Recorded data
........

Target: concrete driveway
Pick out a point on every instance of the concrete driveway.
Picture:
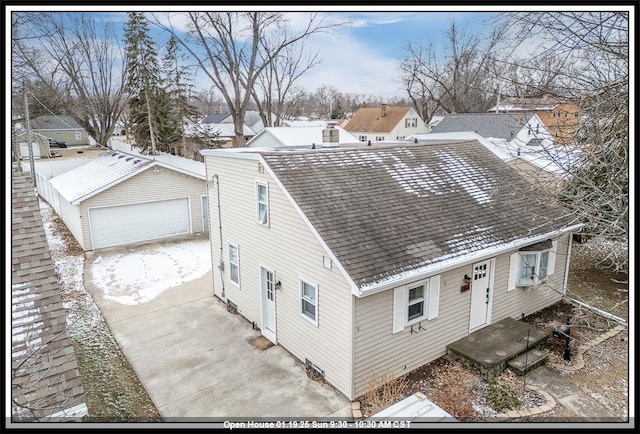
(193, 357)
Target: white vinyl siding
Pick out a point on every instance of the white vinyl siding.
(234, 264)
(137, 222)
(290, 249)
(509, 302)
(379, 348)
(148, 186)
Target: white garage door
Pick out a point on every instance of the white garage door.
(133, 223)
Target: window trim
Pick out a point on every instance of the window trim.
(237, 265)
(431, 297)
(538, 250)
(536, 271)
(302, 298)
(425, 302)
(258, 203)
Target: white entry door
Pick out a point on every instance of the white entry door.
(267, 288)
(480, 295)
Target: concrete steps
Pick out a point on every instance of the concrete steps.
(527, 361)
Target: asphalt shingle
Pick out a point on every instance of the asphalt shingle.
(387, 210)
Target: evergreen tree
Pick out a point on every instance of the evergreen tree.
(178, 89)
(142, 81)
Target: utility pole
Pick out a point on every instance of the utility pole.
(29, 144)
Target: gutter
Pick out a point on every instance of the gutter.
(441, 267)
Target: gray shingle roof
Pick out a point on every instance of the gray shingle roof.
(387, 210)
(499, 126)
(55, 122)
(108, 169)
(45, 374)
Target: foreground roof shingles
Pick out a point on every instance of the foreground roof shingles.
(388, 210)
(44, 375)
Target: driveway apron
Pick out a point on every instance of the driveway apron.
(196, 360)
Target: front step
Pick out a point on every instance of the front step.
(528, 361)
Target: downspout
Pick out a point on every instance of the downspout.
(566, 264)
(221, 263)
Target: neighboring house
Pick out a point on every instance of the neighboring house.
(279, 137)
(364, 260)
(39, 145)
(561, 117)
(543, 166)
(217, 118)
(226, 133)
(385, 123)
(45, 380)
(119, 198)
(306, 123)
(62, 128)
(510, 131)
(435, 120)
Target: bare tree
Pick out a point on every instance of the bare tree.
(227, 48)
(74, 49)
(595, 73)
(459, 81)
(277, 80)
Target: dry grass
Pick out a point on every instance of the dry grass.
(383, 390)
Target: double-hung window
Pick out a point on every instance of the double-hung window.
(262, 203)
(415, 302)
(309, 301)
(531, 265)
(234, 264)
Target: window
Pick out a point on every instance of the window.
(415, 302)
(262, 203)
(234, 264)
(309, 301)
(532, 264)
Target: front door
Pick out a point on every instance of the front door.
(480, 295)
(267, 285)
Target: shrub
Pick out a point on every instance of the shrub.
(502, 397)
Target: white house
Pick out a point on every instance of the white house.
(119, 198)
(368, 259)
(277, 137)
(385, 123)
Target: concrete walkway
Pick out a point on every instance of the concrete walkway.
(196, 360)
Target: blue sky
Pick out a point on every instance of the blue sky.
(361, 58)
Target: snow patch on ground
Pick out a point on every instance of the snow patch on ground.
(134, 278)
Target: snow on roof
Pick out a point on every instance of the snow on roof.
(228, 130)
(301, 136)
(386, 211)
(462, 136)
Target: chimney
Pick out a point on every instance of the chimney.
(330, 135)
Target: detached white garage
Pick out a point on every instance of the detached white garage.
(120, 199)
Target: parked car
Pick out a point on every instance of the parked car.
(53, 143)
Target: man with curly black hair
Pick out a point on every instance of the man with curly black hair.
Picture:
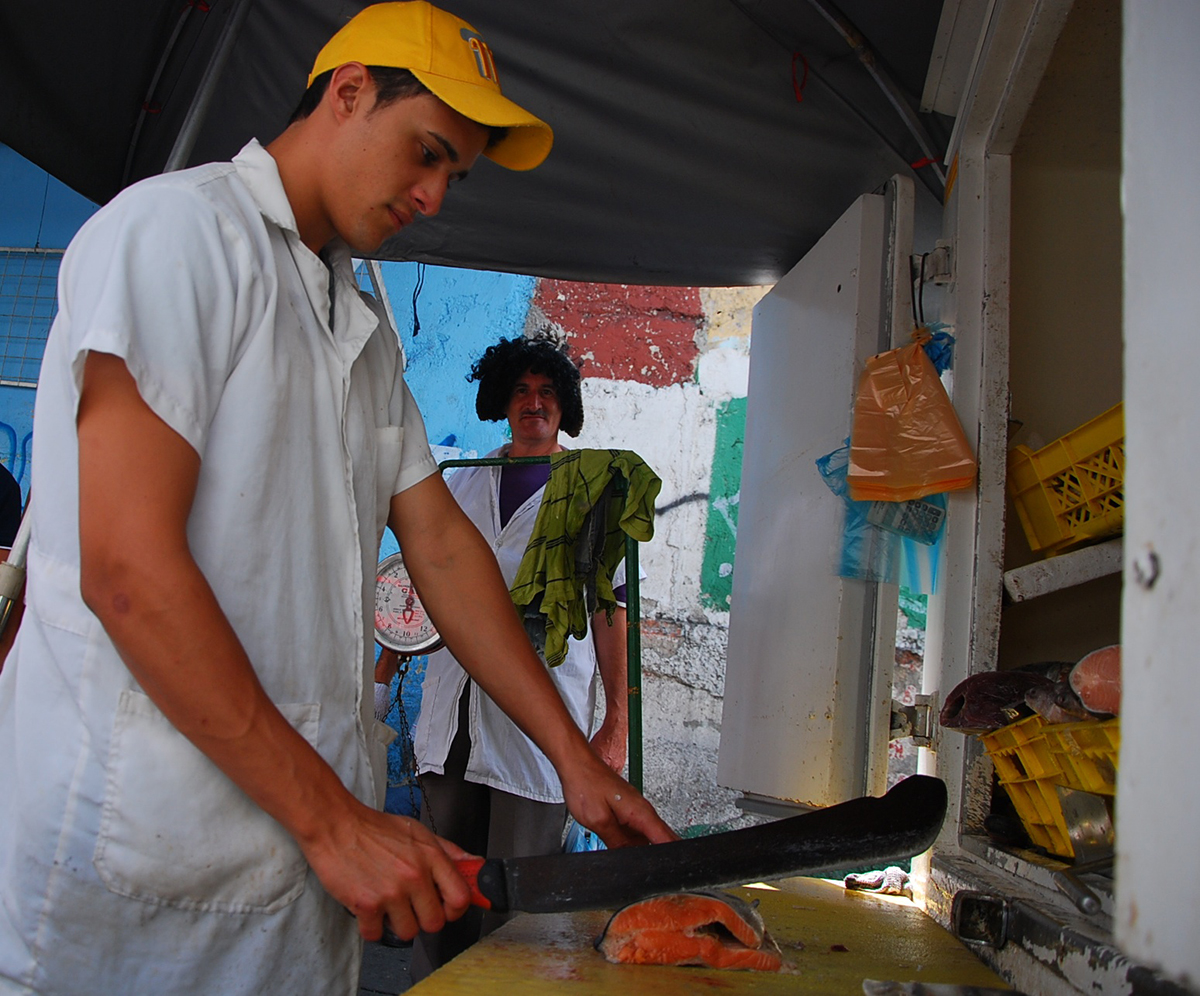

........

Please copy every line from the entries that includes the word "black".

=== Written answer ===
Target: man with curly black hair
Pick out a point on every instance of the man with curly black hair.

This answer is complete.